— Dataset rows —
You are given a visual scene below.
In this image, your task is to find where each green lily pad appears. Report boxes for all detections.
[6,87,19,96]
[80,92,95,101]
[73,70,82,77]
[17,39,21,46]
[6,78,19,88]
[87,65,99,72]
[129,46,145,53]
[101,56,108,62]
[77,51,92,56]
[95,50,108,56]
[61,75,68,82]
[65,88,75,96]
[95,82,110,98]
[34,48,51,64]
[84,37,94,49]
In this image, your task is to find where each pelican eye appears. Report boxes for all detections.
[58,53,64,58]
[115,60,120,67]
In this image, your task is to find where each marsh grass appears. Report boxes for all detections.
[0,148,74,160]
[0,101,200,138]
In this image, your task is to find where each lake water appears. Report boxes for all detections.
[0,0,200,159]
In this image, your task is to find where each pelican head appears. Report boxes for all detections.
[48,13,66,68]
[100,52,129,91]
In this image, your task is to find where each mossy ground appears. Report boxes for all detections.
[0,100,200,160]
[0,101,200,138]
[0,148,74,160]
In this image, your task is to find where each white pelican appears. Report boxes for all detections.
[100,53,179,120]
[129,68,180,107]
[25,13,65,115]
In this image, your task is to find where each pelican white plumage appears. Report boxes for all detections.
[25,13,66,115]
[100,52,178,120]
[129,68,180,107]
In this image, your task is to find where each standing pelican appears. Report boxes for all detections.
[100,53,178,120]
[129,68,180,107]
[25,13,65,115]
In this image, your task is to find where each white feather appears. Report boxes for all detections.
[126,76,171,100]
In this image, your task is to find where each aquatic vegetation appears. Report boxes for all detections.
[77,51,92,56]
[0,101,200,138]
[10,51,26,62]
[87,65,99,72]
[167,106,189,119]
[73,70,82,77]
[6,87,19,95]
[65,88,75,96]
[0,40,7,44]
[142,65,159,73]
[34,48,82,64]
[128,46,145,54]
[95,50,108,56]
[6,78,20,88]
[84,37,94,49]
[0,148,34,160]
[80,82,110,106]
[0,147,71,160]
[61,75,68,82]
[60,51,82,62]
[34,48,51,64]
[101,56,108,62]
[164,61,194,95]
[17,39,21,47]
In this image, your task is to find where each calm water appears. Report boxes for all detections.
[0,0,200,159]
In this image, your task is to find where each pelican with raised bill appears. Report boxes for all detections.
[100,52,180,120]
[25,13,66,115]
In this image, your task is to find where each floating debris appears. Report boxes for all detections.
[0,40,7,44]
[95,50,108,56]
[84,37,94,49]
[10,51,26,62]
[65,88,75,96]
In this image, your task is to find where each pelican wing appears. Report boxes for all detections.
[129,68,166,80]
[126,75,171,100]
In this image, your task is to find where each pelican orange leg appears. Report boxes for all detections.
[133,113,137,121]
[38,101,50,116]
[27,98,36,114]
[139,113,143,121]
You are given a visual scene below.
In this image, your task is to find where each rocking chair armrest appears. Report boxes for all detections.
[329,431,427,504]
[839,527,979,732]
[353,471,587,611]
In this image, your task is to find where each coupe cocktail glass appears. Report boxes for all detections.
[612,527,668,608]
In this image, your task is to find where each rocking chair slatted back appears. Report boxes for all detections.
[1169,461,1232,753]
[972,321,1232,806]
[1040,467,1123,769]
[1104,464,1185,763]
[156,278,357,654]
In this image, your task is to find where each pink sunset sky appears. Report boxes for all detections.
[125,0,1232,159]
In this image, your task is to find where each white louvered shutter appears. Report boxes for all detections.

— Given request —
Render the records above as a numbered list, leaving out any blank lines.

— Exercise answer —
1. You are given a visual scene below.
2. In this image, your task is to find where each green lily pad appears. Report boxes for all detections.
3. [6,87,19,96]
4. [80,92,95,101]
5. [73,70,82,77]
6. [17,39,21,46]
7. [6,78,19,88]
8. [87,65,99,72]
9. [129,46,145,53]
10. [101,56,108,62]
11. [77,51,92,56]
12. [95,50,108,56]
13. [61,75,68,82]
14. [65,88,75,96]
15. [95,82,110,98]
16. [34,48,51,64]
17. [84,37,94,49]
18. In this image, your task is to find where each pelican eye appears. Report boxes for all detections.
19. [58,53,64,58]
20. [115,60,120,67]
21. In this image, your task is to find where each marsh grass appears. Report boxes for all detections.
22. [0,148,74,160]
23. [0,101,200,138]
24. In this image, your task is to find where each lake water appears. Report boxes for all detections.
25. [0,0,200,159]
26. In this image, your task is to find where each pelican head appears. Report boxes for all detections.
27. [48,13,66,68]
28. [100,52,129,91]
29. In this image, your task is to find where each mossy ground appears. Report boxes for all detections.
30. [0,100,200,160]
31. [0,101,200,138]
32. [0,148,74,160]
33. In this image, your task is to find where each white pelican appears. Report boxes for all detections.
34. [100,53,179,120]
35. [129,68,180,107]
36. [25,13,65,115]
37. In this image, your task is to find where each pelican white plumage appears. Report boxes for all detections.
38. [25,13,66,115]
39. [100,52,178,120]
40. [129,68,180,107]
41. In this image, your task is to find where each standing pelican appears. Report boxes for all detections.
42. [100,53,178,120]
43. [129,68,180,107]
44. [25,13,65,115]
45. In this image, your task is to find where each white feather appears. Report boxes for all detections.
46. [126,76,171,100]
47. In this image, your task is to find where each aquatic vegetation appears. Report boxes for all detections.
48. [77,51,92,56]
49. [0,101,200,138]
50. [10,51,26,62]
51. [87,65,99,72]
52. [167,106,189,119]
53. [73,70,82,77]
54. [6,87,19,95]
55. [65,88,75,96]
56. [0,40,7,44]
57. [142,65,159,73]
58. [34,48,82,64]
59. [128,46,145,54]
60. [95,50,108,56]
61. [6,78,20,88]
62. [84,37,94,49]
63. [0,148,34,160]
64. [80,82,110,106]
65. [0,147,71,160]
66. [61,75,68,82]
67. [60,51,82,62]
68. [34,48,51,64]
69. [101,56,108,62]
70. [164,61,194,95]
71. [17,39,21,47]
72. In this image, your task is to find where each calm water appears. Report boxes for all detections.
73. [0,0,200,159]
74. In this image, your task is to find where each pelican with raised bill appears. Report boxes for all detections.
75. [100,52,180,120]
76. [25,13,66,115]
77. In this image, your task is to find where each floating debris appears. Report boxes for all detections.
78. [0,40,7,44]
79. [95,50,108,56]
80. [84,37,94,49]
81. [10,51,26,62]
82. [65,88,75,96]
83. In this image, your task is to find where each pelican wing appears. Report boxes for all detections.
84. [129,68,166,80]
85. [126,75,171,100]
86. In this image, your task is to find where each pelican orange leg appears. Report boxes for all detections.
87. [133,113,137,121]
88. [38,101,50,116]
89. [27,98,36,114]
90. [139,113,143,121]
91. You are given a visual scene below.
92. In this image, your task is to find where each rocking chair armrest appears. Report boxes for all detections.
93. [329,431,427,504]
94. [839,527,979,732]
95. [353,471,587,611]
96. In this image, your task is to find where each coupe cocktail glass appears. Report boxes for all detections.
97. [612,527,668,608]
98. In this image, your task is to find where each rocking chair slatted back appears. Report boxes for all detections.
99. [1169,461,1232,753]
100. [972,321,1232,806]
101. [1040,467,1123,769]
102. [1104,464,1185,763]
103. [156,278,357,654]
104. In this image, your task is to find where each pink sunset sky appears. Report boxes for all detections.
105. [125,0,1232,159]
106. In this image, your task is to find where each white louvered shutter appears. Report boxes for all detections.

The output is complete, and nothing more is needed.